++++ Input data ++++
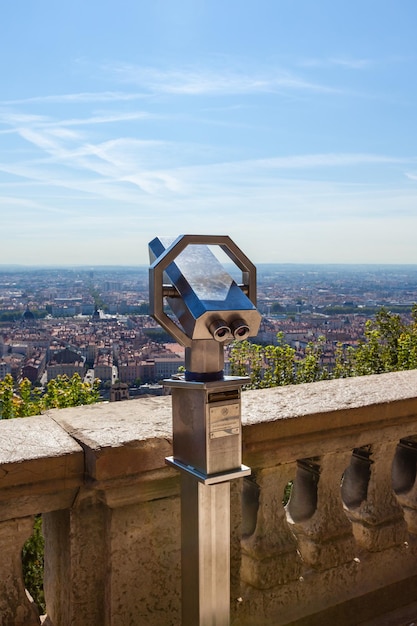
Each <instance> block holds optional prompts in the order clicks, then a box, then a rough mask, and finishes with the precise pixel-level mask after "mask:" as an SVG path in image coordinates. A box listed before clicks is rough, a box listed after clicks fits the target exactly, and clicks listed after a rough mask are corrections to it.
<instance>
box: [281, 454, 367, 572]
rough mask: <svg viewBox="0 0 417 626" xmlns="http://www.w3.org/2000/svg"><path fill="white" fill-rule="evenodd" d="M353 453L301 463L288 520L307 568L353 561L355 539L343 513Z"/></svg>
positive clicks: (326, 568) (336, 455)
mask: <svg viewBox="0 0 417 626" xmlns="http://www.w3.org/2000/svg"><path fill="white" fill-rule="evenodd" d="M349 457H350V452H344V453H333V454H326V455H324V456H322V457H317V458H313V459H304V460H300V461H299V462H298V467H297V474H296V477H295V481H294V485H293V491H292V493H291V497H290V500H289V502H288V504H287V507H286V511H287V522H288V524H289V526H290V528H291V530H292V532H293V533H294V535H295V537H296V538H297V543H298V550H299V551H300V554H301V557H302V559H303V561H304V563H305V564H306V565H307V566H308V567H313V568H316V569H320V570H324V569H330V568H334V567H336V566H337V565H341V564H343V563H346V562H349V561H352V559H353V558H354V556H355V542H354V538H353V534H352V528H351V524H350V523H349V521H348V520H347V518H346V515H345V514H344V512H343V504H342V500H341V497H340V484H341V480H342V476H343V472H344V470H345V468H346V465H347V464H348V463H349Z"/></svg>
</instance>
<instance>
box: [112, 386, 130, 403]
mask: <svg viewBox="0 0 417 626" xmlns="http://www.w3.org/2000/svg"><path fill="white" fill-rule="evenodd" d="M121 400H129V386H128V385H127V384H126V383H115V384H114V385H112V386H111V389H110V402H120V401H121Z"/></svg>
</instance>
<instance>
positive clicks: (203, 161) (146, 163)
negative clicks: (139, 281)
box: [0, 0, 417, 266]
mask: <svg viewBox="0 0 417 626" xmlns="http://www.w3.org/2000/svg"><path fill="white" fill-rule="evenodd" d="M416 17H417V6H416V5H415V4H414V3H413V2H412V0H405V1H404V2H402V3H401V5H398V4H397V5H394V3H392V2H389V1H388V0H383V1H382V2H378V3H377V2H376V1H374V0H367V1H366V2H359V0H353V1H352V2H350V3H348V5H337V6H336V5H335V3H332V2H330V1H329V0H320V1H319V2H318V3H311V2H309V1H308V0H300V1H299V2H297V3H290V2H287V1H283V0H282V1H281V0H280V1H279V2H275V1H273V0H260V1H259V2H257V3H256V5H255V3H250V2H248V1H244V2H239V3H238V2H236V0H230V1H229V2H227V3H221V2H220V1H219V0H210V2H209V1H208V0H178V2H175V3H172V2H169V1H168V0H154V1H152V2H150V1H149V2H141V3H137V2H135V1H134V0H123V1H122V2H118V3H117V4H116V2H114V1H113V0H109V1H108V2H105V3H103V2H102V3H98V2H97V0H91V2H89V3H82V2H81V1H80V0H74V2H72V3H70V4H60V5H57V4H56V3H54V2H52V0H44V1H43V2H42V3H40V4H38V3H36V4H35V3H28V5H27V6H25V7H24V10H23V9H22V7H21V6H18V5H17V4H15V3H8V4H7V5H5V6H4V7H3V29H2V38H1V44H0V45H1V52H2V54H1V57H0V58H1V60H0V64H1V73H2V77H3V81H2V89H1V91H0V135H1V143H0V212H1V224H2V229H1V233H2V238H1V241H2V243H1V247H0V251H1V252H0V265H6V264H7V265H10V264H22V265H46V266H57V265H59V266H62V265H69V266H77V265H92V266H98V265H128V266H136V265H146V264H147V263H148V256H147V255H148V251H147V244H148V242H149V241H150V240H151V239H152V238H153V237H154V236H156V235H173V236H176V235H178V234H180V233H183V232H189V233H202V234H228V235H230V236H231V237H232V239H233V240H234V241H235V242H236V243H237V244H238V245H239V246H240V247H241V248H242V249H243V250H244V252H245V253H246V254H248V256H250V257H251V259H252V260H253V261H254V262H256V263H325V264H328V263H342V264H345V263H372V264H390V263H392V264H402V263H404V264H416V263H417V252H416V246H415V241H414V240H415V232H416V228H417V210H416V209H417V154H416V152H415V147H414V146H415V144H416V141H415V139H416V131H417V129H416V120H415V114H414V108H415V107H414V105H415V102H416V89H417V88H416V86H415V84H414V81H413V80H412V77H413V69H414V66H415V63H416V58H417V42H416V40H415V33H414V23H415V18H416Z"/></svg>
++++
# What is required
Copy out every line of the material above word for word, leaving out the pictures.

# Solution below
Each <instance> block holds optional prompts in the order clicks, then a box, then a rough mask, and finishes with the precise pixel-level mask after "mask:" as an SVG path in image coordinates. A box listed before clicks is rough, a box listed after clicks fits the target exactly, and clicks listed after a rough mask are corrections to it.
<instance>
box: [281, 454, 367, 572]
rough mask: <svg viewBox="0 0 417 626" xmlns="http://www.w3.org/2000/svg"><path fill="white" fill-rule="evenodd" d="M353 453L301 463L288 520L307 568L353 561L355 539L343 513Z"/></svg>
positive clicks: (326, 568) (336, 455)
mask: <svg viewBox="0 0 417 626" xmlns="http://www.w3.org/2000/svg"><path fill="white" fill-rule="evenodd" d="M349 457H350V452H344V453H333V454H326V455H324V456H322V457H317V458H313V459H304V460H300V461H299V462H298V467H297V474H296V477H295V481H294V485H293V491H292V493H291V497H290V500H289V502H288V504H287V507H286V511H287V522H288V524H289V526H290V528H291V530H292V532H293V533H294V535H295V537H296V538H297V543H298V550H299V551H300V554H301V557H302V559H303V561H304V563H305V564H306V565H307V566H308V567H313V568H316V569H320V570H324V569H330V568H334V567H336V566H337V565H341V564H343V563H346V562H349V561H352V559H353V558H354V556H355V542H354V538H353V534H352V528H351V524H350V523H349V521H348V520H347V518H346V515H345V514H344V512H343V504H342V500H341V497H340V484H341V480H342V476H343V472H344V470H345V468H346V465H347V464H348V463H349Z"/></svg>
</instance>
<instance>
box: [112, 386, 130, 403]
mask: <svg viewBox="0 0 417 626" xmlns="http://www.w3.org/2000/svg"><path fill="white" fill-rule="evenodd" d="M121 400H129V386H128V385H127V384H126V383H115V384H114V385H112V386H111V389H110V402H120V401H121Z"/></svg>
</instance>
<instance>
positive clicks: (203, 161) (146, 163)
negative clicks: (139, 281)
box: [0, 0, 417, 266]
mask: <svg viewBox="0 0 417 626" xmlns="http://www.w3.org/2000/svg"><path fill="white" fill-rule="evenodd" d="M416 17H417V6H416V5H415V4H414V3H413V2H412V0H405V1H404V2H402V3H401V5H398V4H397V5H394V3H392V2H389V1H388V0H383V1H382V2H378V3H377V2H376V1H374V0H367V1H366V2H359V0H353V1H352V2H350V3H348V5H337V6H336V5H335V3H332V2H330V1H329V0H320V1H319V2H318V3H311V2H309V1H308V0H300V1H299V2H297V3H290V2H287V1H283V0H282V1H281V0H280V1H279V2H275V1H273V0H260V1H259V2H257V3H256V5H255V3H250V2H248V1H244V2H239V3H238V2H236V0H230V1H229V2H227V3H221V2H220V1H219V0H210V2H209V1H208V0H178V2H175V3H172V2H169V1H168V0H154V1H152V2H150V1H149V2H141V3H137V2H135V1H134V0H123V1H122V2H118V3H117V4H116V2H114V1H113V0H109V1H108V2H105V3H103V2H102V3H98V2H97V0H91V2H89V3H82V2H81V1H80V0H74V2H72V3H70V4H60V5H57V4H56V3H54V2H52V0H44V1H43V2H42V3H40V4H38V3H36V4H35V3H28V5H27V6H25V7H24V10H23V9H22V7H21V6H18V5H17V4H15V3H8V4H7V5H5V6H4V7H3V29H2V38H1V44H0V45H1V52H2V54H1V57H0V58H1V60H0V64H1V73H2V77H3V81H2V89H1V91H0V135H1V143H0V212H1V224H2V229H1V233H2V238H1V241H2V243H1V247H0V251H1V252H0V265H6V264H7V265H10V264H22V265H46V266H57V265H59V266H62V265H69V266H77V265H92V266H98V265H128V266H136V265H146V264H147V263H148V256H147V255H148V251H147V244H148V242H149V241H150V240H151V239H152V238H153V237H154V236H156V235H173V236H176V235H178V234H180V233H183V232H189V233H202V234H228V235H230V236H231V237H232V239H233V240H234V241H235V242H236V243H237V244H238V245H239V246H240V247H241V248H242V249H243V250H244V252H245V253H246V254H248V256H250V257H251V259H252V260H253V261H254V262H256V263H325V264H328V263H342V264H345V263H372V264H390V263H392V264H402V263H404V264H416V263H417V252H416V246H415V241H414V240H415V232H416V228H417V210H416V209H417V154H416V152H415V147H414V146H415V144H416V141H415V139H416V131H417V129H416V120H415V114H414V108H415V107H414V105H415V102H416V89H417V88H416V86H415V84H414V81H413V80H412V77H413V69H414V66H415V63H416V58H417V42H416V40H415V33H414V23H415V18H416Z"/></svg>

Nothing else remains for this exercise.